Data for this task:
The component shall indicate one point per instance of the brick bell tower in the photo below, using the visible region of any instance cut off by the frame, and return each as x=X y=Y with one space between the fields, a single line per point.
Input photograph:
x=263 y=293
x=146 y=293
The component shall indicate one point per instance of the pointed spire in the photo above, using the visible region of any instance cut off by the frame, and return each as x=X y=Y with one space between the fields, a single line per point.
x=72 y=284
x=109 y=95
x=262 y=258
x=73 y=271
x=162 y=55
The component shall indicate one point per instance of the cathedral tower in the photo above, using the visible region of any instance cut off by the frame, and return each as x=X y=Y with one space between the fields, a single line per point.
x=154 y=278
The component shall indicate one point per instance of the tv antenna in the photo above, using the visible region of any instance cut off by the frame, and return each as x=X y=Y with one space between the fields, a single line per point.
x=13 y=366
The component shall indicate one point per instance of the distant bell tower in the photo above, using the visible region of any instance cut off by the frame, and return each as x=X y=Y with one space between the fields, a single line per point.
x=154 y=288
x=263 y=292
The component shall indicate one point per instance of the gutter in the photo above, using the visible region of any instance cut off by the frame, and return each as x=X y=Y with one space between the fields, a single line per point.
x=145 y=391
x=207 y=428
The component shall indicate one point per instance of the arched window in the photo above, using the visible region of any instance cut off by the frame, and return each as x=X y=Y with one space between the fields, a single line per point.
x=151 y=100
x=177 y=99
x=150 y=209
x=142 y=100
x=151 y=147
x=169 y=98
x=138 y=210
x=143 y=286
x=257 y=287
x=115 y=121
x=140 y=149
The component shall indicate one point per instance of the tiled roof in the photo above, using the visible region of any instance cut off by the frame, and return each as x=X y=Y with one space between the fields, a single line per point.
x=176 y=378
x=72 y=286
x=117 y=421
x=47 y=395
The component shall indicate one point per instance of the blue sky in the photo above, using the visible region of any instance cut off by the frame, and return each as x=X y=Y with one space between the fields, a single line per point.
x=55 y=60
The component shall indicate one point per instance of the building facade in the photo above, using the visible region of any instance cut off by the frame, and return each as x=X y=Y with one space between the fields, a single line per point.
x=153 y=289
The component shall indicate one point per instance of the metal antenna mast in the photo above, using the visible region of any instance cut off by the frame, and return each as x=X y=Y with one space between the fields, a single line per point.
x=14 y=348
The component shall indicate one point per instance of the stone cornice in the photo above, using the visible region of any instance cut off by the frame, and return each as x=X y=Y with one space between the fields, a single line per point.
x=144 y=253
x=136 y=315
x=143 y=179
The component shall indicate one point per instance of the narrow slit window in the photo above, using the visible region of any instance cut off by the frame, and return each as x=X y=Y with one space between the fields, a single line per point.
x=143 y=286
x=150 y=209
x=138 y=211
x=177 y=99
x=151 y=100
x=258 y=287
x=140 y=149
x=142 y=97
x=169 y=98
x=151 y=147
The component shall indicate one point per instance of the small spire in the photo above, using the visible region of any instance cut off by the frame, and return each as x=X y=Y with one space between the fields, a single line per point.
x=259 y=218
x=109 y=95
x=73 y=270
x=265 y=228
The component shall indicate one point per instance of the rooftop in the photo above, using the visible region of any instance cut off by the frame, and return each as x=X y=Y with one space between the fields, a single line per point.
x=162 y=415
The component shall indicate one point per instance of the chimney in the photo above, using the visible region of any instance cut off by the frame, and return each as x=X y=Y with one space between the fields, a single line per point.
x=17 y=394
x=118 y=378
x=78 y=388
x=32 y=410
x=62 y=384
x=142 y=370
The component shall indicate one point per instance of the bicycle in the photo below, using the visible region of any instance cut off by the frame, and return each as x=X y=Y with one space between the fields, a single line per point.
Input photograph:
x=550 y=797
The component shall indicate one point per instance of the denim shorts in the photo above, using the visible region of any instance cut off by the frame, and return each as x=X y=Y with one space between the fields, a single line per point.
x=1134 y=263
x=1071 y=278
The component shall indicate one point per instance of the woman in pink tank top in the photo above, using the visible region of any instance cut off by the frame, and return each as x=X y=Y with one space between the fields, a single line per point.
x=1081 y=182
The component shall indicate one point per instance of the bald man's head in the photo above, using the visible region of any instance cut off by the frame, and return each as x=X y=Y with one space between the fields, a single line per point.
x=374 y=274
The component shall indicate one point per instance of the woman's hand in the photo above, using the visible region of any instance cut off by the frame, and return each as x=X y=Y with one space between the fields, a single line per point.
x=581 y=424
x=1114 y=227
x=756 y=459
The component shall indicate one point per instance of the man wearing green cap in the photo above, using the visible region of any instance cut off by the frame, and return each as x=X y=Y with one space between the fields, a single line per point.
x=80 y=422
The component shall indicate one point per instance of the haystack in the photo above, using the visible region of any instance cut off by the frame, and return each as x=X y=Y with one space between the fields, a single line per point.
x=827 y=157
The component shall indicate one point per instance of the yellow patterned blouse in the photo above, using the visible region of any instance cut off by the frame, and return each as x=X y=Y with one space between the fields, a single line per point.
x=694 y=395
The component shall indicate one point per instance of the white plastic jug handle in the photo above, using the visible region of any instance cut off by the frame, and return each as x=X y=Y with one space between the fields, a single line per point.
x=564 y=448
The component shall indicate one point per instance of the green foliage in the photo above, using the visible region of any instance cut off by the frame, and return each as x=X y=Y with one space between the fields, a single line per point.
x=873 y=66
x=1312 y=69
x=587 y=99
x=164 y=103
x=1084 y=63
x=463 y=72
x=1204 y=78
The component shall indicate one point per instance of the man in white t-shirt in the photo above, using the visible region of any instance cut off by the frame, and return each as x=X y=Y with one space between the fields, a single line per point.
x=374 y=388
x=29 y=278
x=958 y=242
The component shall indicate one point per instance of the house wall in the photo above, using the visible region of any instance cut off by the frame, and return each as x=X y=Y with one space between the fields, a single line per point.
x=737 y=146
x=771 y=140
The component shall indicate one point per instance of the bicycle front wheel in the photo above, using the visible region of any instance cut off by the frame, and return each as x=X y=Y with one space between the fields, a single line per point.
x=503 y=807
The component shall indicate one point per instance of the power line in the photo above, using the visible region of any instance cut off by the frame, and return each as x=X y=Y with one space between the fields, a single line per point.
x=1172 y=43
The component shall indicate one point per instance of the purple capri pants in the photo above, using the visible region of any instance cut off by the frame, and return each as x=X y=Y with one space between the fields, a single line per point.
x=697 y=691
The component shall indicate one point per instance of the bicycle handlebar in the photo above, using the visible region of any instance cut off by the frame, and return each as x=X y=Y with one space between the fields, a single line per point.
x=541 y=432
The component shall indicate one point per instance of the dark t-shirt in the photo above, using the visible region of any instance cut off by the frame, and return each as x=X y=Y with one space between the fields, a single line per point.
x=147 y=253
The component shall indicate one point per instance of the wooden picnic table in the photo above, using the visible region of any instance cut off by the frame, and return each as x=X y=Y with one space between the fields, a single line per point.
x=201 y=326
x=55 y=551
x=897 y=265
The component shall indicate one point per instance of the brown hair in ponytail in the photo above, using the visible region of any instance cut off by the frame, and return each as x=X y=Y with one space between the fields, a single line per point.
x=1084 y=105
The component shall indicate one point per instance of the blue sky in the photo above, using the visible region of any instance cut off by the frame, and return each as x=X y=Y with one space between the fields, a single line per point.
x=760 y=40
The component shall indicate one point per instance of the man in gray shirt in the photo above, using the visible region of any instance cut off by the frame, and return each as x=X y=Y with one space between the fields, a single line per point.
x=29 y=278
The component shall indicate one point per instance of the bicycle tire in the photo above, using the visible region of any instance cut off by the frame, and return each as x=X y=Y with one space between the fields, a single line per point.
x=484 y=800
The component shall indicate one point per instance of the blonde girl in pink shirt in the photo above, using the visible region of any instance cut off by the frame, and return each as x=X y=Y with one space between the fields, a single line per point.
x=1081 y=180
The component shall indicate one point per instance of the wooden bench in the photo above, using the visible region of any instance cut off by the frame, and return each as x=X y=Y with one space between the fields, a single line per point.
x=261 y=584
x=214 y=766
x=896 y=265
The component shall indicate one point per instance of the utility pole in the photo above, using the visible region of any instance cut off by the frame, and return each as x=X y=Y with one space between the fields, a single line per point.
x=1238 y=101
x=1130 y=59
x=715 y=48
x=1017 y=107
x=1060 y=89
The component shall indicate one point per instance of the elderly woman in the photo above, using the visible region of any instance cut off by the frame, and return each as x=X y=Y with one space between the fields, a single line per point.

Work request: Please go through the listing and return each line that has "below" in it.

Solution to the problem:
The component shall indicate one point per instance of the brick bell tower in the photo below, using the visible region of any instance cut off by the frame, and return each as x=X y=Y with one space between the fields, a single line per point.
The component shall indicate one point per instance of the bicycle in the photo below, using the visible region of any instance cut off by the frame, and return each as x=X y=Y with one space between the fields, a single line per point.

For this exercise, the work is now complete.